* BEGIN Record extracts *

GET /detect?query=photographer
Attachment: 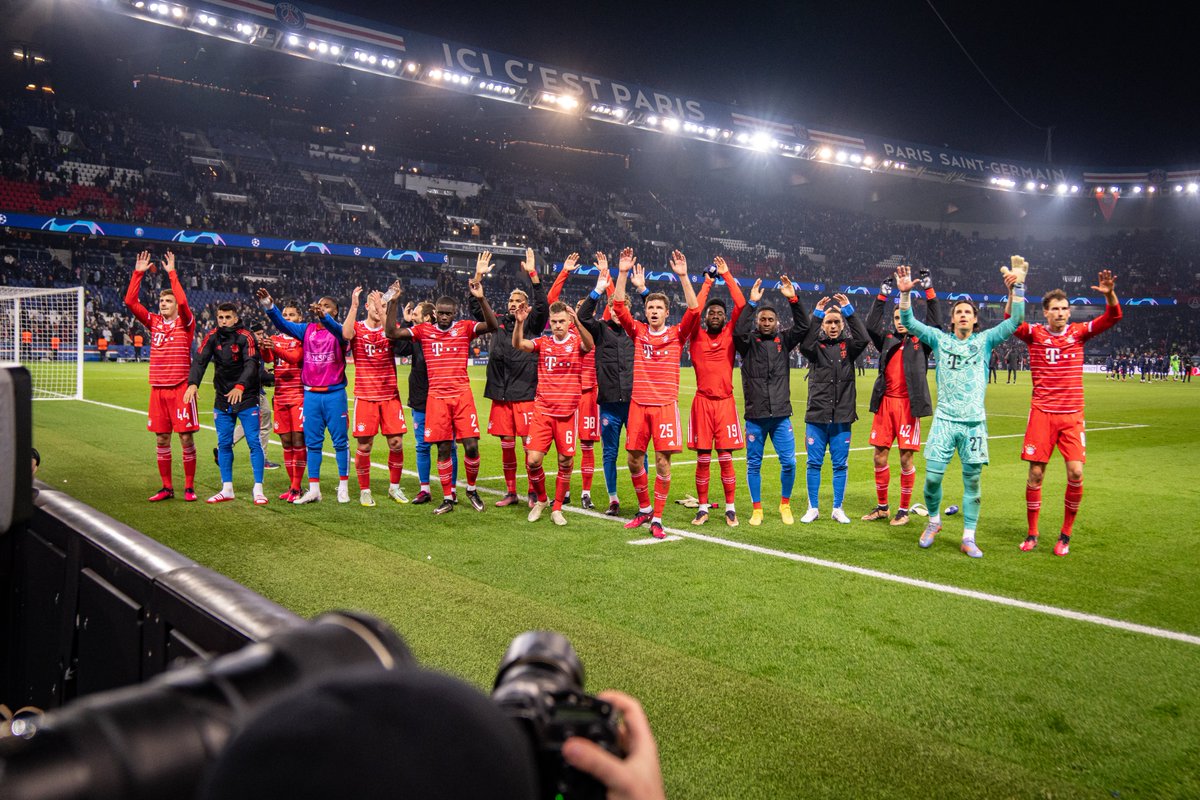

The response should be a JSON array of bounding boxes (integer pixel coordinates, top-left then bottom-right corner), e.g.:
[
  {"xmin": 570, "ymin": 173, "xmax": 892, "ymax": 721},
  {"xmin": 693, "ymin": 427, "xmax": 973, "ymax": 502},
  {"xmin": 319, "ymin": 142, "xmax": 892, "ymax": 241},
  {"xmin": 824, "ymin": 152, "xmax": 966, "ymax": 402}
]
[{"xmin": 200, "ymin": 669, "xmax": 666, "ymax": 800}]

* END Record extracts *

#### Problem:
Extract every row above word for word, leaving out the pictures.

#### Answer to the exercise:
GET /detect?query=photographer
Attachment: 

The response should be a JSON array of bounding boxes (integer pixel coordinates, top-left then bottom-right corner), e.g.:
[
  {"xmin": 570, "ymin": 173, "xmax": 892, "ymax": 721},
  {"xmin": 693, "ymin": 427, "xmax": 973, "ymax": 502},
  {"xmin": 319, "ymin": 142, "xmax": 892, "ymax": 241},
  {"xmin": 824, "ymin": 152, "xmax": 966, "ymax": 402}
]
[{"xmin": 200, "ymin": 669, "xmax": 666, "ymax": 800}]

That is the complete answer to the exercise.